### What the exercise asks
Can the data below be echoed back word for word?

### Excerpts of location labeling data
• • • • •
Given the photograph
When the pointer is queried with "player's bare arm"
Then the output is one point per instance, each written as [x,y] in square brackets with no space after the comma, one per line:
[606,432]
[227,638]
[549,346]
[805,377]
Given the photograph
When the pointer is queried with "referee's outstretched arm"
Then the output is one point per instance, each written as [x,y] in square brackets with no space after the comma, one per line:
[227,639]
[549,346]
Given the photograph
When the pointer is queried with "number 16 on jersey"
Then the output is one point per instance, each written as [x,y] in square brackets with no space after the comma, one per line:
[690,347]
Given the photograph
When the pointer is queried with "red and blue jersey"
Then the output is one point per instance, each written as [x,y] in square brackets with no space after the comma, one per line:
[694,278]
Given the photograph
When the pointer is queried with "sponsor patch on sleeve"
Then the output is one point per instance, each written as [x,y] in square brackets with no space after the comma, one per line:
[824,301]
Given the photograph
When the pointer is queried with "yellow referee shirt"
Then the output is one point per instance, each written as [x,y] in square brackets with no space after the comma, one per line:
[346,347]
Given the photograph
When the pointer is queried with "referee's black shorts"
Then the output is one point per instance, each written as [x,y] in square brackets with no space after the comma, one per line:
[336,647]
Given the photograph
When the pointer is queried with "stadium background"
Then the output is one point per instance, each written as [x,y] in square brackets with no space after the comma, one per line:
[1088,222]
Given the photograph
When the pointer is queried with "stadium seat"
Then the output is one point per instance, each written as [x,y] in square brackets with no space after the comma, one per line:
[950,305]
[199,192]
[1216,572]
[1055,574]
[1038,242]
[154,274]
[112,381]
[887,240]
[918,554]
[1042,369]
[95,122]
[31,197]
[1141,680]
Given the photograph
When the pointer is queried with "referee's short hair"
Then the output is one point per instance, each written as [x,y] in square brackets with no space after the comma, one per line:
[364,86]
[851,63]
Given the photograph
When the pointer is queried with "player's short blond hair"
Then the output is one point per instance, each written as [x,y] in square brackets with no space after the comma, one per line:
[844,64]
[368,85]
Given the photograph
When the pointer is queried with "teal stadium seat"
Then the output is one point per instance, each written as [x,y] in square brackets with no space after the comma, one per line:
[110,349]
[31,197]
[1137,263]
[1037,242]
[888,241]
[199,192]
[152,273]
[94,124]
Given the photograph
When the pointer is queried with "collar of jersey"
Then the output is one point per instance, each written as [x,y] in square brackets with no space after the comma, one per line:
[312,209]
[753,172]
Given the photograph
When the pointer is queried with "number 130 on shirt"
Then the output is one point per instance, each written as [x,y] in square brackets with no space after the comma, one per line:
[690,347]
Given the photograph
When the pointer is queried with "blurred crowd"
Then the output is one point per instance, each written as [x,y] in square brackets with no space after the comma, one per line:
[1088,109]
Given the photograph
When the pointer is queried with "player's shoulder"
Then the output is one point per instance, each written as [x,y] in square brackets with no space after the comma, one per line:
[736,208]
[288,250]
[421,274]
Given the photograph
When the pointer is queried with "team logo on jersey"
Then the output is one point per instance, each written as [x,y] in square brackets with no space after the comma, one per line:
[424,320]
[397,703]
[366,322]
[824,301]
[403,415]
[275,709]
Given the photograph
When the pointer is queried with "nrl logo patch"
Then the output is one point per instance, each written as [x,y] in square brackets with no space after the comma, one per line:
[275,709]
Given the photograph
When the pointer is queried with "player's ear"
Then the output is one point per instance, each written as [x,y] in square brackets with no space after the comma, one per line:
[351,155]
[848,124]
• • • • •
### Correct response
Given the photograph
When the pointer is queried with "player's bare arm"
Then the output is one point per instance, each written as [x,y] in square brackets with no space after the comma, one per line:
[606,432]
[227,638]
[549,346]
[805,377]
Given the photograph
When the pointer is queried with "referee's outstretched arm"
Then the output is one point per instance, each written as [x,y] in square brackets with no space after the comma, one per line:
[227,639]
[549,346]
Given the photograph
When the pointer is queried with "number 16 on jersey"
Then the output is one point per instance, each written as [x,y] in square brackets with no space after the comma, one per line:
[690,347]
Given the photograph
When the pointer is queried with "red and blue jersey"
Then the output is one point per instance, each written as [x,y] in square brackets with no space after the comma, one per line:
[694,278]
Given the photograph
When the pointer is queried with "sponsor patch on sleeve"
Then the output is one point per instance, each written as [x,y] in square brackets with no space after the comma, one per line:
[824,301]
Given the photograph
When the pointer is queried with "yellow referee shirt"
Then the output is one point per instance, each written as [x,y] in square brackets with no space after the comma, one per line:
[346,347]
Given the photograph
When the pointer is queried with "referee's black shorts"
Then the output is one point per instance, each written as [x,y] in square brackets with no space after the comma, one per line:
[336,647]
Given the photograph
When the pointer is queried with "stadium background"
Then the output is one point per instance, each written as [x,y] in square brackets with no space after the comma, one per line:
[1088,222]
Given the photograph
When the pointer is queried with "stadium seat"
Then the output is one point per instance, each written as [x,y] in square brackets with no space after the comma, one per line:
[950,305]
[199,192]
[1216,572]
[1055,574]
[1038,242]
[154,274]
[112,381]
[887,240]
[918,554]
[1042,369]
[95,122]
[31,197]
[1141,680]
Given the photograph
When the pointer is queried with "referee's short hair"
Then the output is one point per instance, each written as [x,y] in square brackets with no space after the comma, one per line:
[364,86]
[851,63]
Given the photograph
When the pointer is queried with "player's short blond hair"
Then the output is one point per instance, each written as [x,y] in square brackets with no space after the comma, one per line:
[844,64]
[368,85]
Given the photograph
When the pointer is queried with "teal stadium seat"
Then the output is one point per instance, each written as [x,y] in square brackets with no space after the comma, one per line:
[110,349]
[31,197]
[1137,263]
[1037,242]
[888,241]
[199,192]
[152,273]
[94,124]
Given the photograph
When the pointer is queried with "collar of jersey"
Then the output is one point per instance, each written as [x,y] in square brackets with no space after the comma, one per line:
[312,209]
[753,172]
Given the photograph
When the pointer is queried with "number 130 on shirt"
Then the output is one point per instance, each written as [x,y] in square brackets with no space after the comma, one per line:
[690,347]
Given the photograph
When the pointer is queried with "blurred crowd"
Then the output is one point per instance, each written as [x,y] in square brackets with no space after the comma, one per line:
[1088,109]
Given the photograph
When the pointer is queried with "player's shoulder"
Then the output is one point per instance, each written as [x,y] in square brackets with no space after the comma, one per line:
[736,208]
[288,250]
[421,274]
Given the photograph
When the pointer is queried with "team logo on jersey"
Then the output is one point per instance, each written as [x,y] in square brackets with no space after the comma, one per line:
[424,320]
[397,703]
[366,322]
[824,301]
[403,415]
[275,709]
Given the photograph
When the pointer is queried with "nrl logo patch"
Then the output is one point per instance, each written as [x,y] in square brackets with no space after the comma, one per line:
[275,709]
Given the photograph
When the pointer is queried with "player's ear"
Then the output is one point per instance, each written as [x,y] in square brackets with no space after the comma, one per line:
[351,155]
[848,124]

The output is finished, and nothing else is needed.